■ **Problem details**
Present every one of the records below as a numbered list, omitting any blank lines.

■ **Provided records**

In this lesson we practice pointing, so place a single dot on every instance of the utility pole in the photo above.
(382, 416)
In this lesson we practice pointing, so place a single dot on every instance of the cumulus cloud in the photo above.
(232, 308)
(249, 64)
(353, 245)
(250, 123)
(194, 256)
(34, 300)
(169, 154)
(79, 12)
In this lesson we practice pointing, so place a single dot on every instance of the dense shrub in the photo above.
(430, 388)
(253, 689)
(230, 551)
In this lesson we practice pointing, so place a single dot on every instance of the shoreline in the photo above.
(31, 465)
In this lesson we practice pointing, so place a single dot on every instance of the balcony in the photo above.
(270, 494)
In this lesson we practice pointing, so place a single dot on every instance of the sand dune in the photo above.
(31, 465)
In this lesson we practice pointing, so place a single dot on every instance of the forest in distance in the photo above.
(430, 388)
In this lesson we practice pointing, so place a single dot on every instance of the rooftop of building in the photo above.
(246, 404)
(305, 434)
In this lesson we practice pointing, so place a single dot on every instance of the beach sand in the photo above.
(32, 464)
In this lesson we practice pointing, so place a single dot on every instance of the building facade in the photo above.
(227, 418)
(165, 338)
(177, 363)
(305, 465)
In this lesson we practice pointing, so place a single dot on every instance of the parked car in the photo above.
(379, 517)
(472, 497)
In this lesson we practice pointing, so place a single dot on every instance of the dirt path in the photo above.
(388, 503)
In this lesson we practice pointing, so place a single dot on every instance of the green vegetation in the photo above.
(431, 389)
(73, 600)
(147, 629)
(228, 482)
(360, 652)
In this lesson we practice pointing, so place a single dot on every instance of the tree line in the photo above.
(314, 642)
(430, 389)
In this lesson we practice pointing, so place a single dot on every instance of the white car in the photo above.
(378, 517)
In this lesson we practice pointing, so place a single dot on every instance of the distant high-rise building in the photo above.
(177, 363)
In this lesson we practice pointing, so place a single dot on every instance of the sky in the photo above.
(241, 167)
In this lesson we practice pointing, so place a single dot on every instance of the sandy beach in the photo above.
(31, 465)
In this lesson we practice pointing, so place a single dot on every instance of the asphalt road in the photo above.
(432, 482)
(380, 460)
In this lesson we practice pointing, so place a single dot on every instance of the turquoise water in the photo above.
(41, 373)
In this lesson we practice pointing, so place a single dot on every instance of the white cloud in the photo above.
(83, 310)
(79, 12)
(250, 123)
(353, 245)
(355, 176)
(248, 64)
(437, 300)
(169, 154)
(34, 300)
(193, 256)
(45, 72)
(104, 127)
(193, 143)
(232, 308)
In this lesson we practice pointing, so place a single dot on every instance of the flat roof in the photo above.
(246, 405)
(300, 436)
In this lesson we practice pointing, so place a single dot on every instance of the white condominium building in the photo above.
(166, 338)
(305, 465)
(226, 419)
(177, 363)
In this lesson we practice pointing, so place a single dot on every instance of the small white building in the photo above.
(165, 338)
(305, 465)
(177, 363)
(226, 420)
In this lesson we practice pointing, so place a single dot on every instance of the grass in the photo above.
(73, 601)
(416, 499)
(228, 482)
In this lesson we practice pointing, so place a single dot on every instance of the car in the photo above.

■ **Answer below**
1. In this lesson we practice pointing, so place a single dot on every instance of the utility pole in the photo above.
2. (382, 416)
3. In this lesson we practice pointing, so place a single dot on every instance of the cumulus cloud in the photo above.
4. (232, 308)
5. (249, 64)
6. (353, 245)
7. (250, 123)
8. (194, 256)
9. (34, 300)
10. (169, 154)
11. (79, 12)
12. In this lesson we practice pointing, so place a single dot on every instance of the dense shrub in the photo above.
13. (430, 388)
14. (253, 689)
15. (230, 551)
16. In this lesson we practice pointing, so place a single dot on every instance of the shoreline in the photo above.
17. (31, 465)
18. In this lesson we practice pointing, so place a single dot on every instance of the balcony in the photo above.
19. (270, 494)
20. In this lesson we practice pointing, so place a single dot on every instance of the sand dune in the photo above.
21. (31, 465)
22. In this lesson we practice pointing, so place a single dot on every instance of the forest in distance in the photo above.
23. (430, 388)
24. In this lesson we practice pointing, so place a single dot on every instance of the rooftop of building in the photo above.
25. (246, 404)
26. (305, 434)
27. In this lesson we practice pointing, so place a single dot on every instance of the beach sand in the photo above.
28. (32, 464)
29. In this lesson we practice pointing, so place a single dot on every instance of the building facade in the photo above.
30. (227, 418)
31. (165, 338)
32. (177, 363)
33. (305, 465)
34. In this lesson we practice pointing, so place a single dot on every instance of the parked car in the photo above.
35. (379, 517)
36. (472, 497)
37. In this lesson we practice pointing, so place a single dot on every instance of the dirt path in the photo above.
38. (388, 503)
39. In this lesson we practice pointing, so place a single dot on every instance of the green vegetation in the photo above.
40. (431, 389)
41. (73, 600)
42. (147, 629)
43. (228, 482)
44. (360, 652)
45. In this lesson we practice pointing, so place a single dot on every instance of the tree line in the photo above.
46. (314, 642)
47. (430, 389)
48. In this lesson we practice pointing, so place a single dot on every instance of the white car in the photo above.
49. (378, 517)
50. In this lesson we practice pointing, so place a single dot on every instance of the distant high-rise building in the photo above.
51. (177, 363)
52. In this lesson we practice pointing, so place a single dot on every instance of the sky in the photo above.
53. (241, 167)
54. In this lesson we practice pointing, so place a single dot on every instance of the sandy beach in the photo above.
55. (31, 465)
56. In this lesson we practice pointing, so place a single dot on every instance of the asphalt road in the photo above.
57. (432, 482)
58. (380, 460)
59. In this lesson we practice pointing, so place a single dot on every instance of the turquoise water in the photo above.
60. (41, 373)
61. In this lesson we practice pointing, so place a single dot on every instance of the white cloud in the photo above.
62. (83, 310)
63. (79, 12)
64. (250, 123)
65. (353, 245)
66. (355, 176)
67. (248, 64)
68. (437, 300)
69. (169, 154)
70. (34, 300)
71. (193, 256)
72. (45, 72)
73. (104, 127)
74. (193, 143)
75. (232, 308)
76. In this lesson we practice pointing, so place a single dot on every instance of the flat roof in the photo above.
77. (246, 405)
78. (300, 436)
79. In this lesson we practice pointing, so place a single dot on every instance of the white condominium building in the photo above.
80. (166, 338)
81. (305, 465)
82. (226, 419)
83. (177, 363)
84. In this lesson we practice pointing, so place a single dot on every instance of the small white building in the photo above.
85. (165, 338)
86. (305, 465)
87. (177, 363)
88. (226, 420)
89. In this lesson we practice pointing, so place a single dot on every instance of the grass in the photo above.
90. (73, 601)
91. (416, 499)
92. (228, 482)
93. In this lesson we practice pointing, so place a single dot on every instance of the car in the photo above.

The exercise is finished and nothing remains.